▶ [LISTE DES CONSIGNES]
1 – Relevez tous les noms propres de lieux cités dans le synopsis du film d'Anne Jo Brigaud, au début de l'article sur les films.
2 – Rédigez la suite de l'article sur les films, à partir de la phrase « Elle joue leur jeu et mène la barque. »

Le Nord dans la danse
‘’A Saint-Louis du Sénégal, une rue singulière du nord de l’île, la rue Lieutenant Pape Mar Diop s’ouvre sur le fleuve. Quelques mètres de sable et de bitume : c’est la rue d’Anne Jo Brigaud. Chaque matin, le vieux S. Thiam, artisan-ferronnier à la retraite, arrive à pied du quartier de Sor sur le continent, après une traversée du pont Faidherbe. Devant son atelier de soudeur, conservé par nostalgie, il installe des chaises en un rituel précis, pour lui et ses compagnons d’âge. Curieux de l’univers environnant, les vieux amis portent un regard sur le monde en nous livrant sur St-Louis une histoire, d’hier et de demain. Leur causerie, teintée d’humour, une mémoire, un métissage. Passeurs d’histoires, les anciens manient l’art de conter et de raconter. En maintenant ce lieu de salutations et de rencontres, la rue fédère autour du vieux S. Thiam le rendez-vous quotidien du grand place’’. Tel est le synopsis du film de 70 minutes d’Anne Jo Brigaud. Un vrai film pour les nostalgiques avec, naturellement, une bonne part d’histoire.
Les thématiques abordées sont aussi diverses que les personnes qui passent chez ‘’Pa Thiam’’. Un vrai fourre-tout comme les discussions dans les ‘’grands places’’.
‘’Ashia’’, ‘’Antananarivo Tiako Ianao’’
Hier, place au court-métrage ‘’Ashia’’ de la Camerounaise Françoise Ellong. Une petite fille avec une belle prestance et une éloquence de grande dame y tient le rôle principal. ‘’Intelligente et imprévisible’’, elle refuse de se laisser entrainer dans le monde des adultes. Elle traine partout avec sa poupée qui est sa boite à secrets. Elle en sait beaucoup sur les adultes qui ne se doutent pas qu’elle en sait un rayon sur ce qu’ils cachent. Elle joue leur jeu et mène la barque.

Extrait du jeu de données

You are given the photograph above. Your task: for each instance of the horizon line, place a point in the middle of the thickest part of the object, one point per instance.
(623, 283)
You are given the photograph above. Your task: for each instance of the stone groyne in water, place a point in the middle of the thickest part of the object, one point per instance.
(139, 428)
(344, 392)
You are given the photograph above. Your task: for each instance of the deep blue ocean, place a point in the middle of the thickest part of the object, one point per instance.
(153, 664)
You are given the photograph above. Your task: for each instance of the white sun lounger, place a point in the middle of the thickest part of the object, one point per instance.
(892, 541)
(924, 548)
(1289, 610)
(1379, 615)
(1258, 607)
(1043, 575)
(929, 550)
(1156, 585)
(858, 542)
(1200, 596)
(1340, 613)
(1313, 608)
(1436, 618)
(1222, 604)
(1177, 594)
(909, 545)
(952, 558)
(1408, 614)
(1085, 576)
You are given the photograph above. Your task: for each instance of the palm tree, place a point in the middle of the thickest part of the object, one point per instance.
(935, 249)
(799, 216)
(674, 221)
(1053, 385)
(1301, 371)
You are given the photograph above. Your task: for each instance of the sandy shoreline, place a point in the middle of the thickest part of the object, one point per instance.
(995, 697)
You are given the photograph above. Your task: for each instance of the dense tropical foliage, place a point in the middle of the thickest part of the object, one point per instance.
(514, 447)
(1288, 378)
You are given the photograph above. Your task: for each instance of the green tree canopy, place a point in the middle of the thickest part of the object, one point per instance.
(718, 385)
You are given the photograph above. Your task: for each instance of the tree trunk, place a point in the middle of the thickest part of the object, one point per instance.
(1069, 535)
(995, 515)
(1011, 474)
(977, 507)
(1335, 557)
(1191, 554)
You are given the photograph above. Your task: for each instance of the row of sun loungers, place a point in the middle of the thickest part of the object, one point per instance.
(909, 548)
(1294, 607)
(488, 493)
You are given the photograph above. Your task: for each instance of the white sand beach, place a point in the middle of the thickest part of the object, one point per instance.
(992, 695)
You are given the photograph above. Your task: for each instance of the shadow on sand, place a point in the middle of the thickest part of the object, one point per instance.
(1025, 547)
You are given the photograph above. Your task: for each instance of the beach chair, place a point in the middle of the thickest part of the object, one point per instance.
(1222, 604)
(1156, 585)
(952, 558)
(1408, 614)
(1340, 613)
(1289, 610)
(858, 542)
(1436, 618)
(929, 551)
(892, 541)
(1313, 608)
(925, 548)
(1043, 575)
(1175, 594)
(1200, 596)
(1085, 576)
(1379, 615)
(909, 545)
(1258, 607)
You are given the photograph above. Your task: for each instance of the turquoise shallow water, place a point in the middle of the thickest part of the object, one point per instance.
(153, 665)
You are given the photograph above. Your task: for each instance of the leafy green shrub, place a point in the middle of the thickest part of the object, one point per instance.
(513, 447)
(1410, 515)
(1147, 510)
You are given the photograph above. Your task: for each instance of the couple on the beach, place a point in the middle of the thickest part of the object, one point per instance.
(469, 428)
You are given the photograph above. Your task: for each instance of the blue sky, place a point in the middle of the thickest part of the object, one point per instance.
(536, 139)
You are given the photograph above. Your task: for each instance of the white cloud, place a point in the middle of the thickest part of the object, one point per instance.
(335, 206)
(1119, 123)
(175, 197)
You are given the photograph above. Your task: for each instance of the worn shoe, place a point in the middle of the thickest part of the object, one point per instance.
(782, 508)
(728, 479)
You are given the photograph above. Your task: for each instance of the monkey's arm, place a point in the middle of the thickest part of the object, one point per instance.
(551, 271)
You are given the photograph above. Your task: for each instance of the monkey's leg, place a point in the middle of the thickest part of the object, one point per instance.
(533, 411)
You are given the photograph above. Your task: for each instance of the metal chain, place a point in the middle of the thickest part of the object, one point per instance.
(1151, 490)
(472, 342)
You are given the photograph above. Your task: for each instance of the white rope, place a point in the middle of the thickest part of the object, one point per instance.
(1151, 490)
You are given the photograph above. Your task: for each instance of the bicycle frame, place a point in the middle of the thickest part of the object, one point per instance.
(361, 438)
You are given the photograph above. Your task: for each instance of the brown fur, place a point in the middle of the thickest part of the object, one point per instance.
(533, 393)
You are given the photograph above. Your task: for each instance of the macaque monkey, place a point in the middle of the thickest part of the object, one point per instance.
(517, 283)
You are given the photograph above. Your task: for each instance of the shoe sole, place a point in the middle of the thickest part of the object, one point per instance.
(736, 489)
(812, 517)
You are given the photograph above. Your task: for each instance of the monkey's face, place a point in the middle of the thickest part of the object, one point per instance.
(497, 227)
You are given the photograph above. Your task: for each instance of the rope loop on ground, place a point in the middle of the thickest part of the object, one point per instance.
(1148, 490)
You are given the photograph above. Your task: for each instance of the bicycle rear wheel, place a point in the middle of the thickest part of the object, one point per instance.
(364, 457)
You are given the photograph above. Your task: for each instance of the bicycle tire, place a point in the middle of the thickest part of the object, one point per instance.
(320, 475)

▶ [RÉPONSES PAR CONSIGNE]
1 –
- Saint-Louis du Sénégal (aussi écrit St-Louis)
- la rue Lieutenant Pape Mar Diop
- le quartier de Sor
- le pont Faidherbe

2 –
Plus tôt, le public a pu visionner ‘’Antananarivo Tiako Ianao’’ de Haminiaina Ratovoarivony. ‘’Alors qu’Antananarivo, la capitale malgache, est dans la tourmente d’une crise politique, le cinéaste Hamy Ratovo lutte contre la censure de son film, en marge des manifestations’’, indique le synopsis. Lesquelles manifestations ont une présence réelle dans ce film de 15 minutes. Des blessés y sont montrés, des coups de pistolet entendus. La garde présidentielle avait ouvert le feu, le 7 février 2009, au moment des faits, sur les manifestants, faisant plusieurs morts et blessés graves. Faits réels et fiction se retrouvent ainsi mêlés d’une manière très subtile.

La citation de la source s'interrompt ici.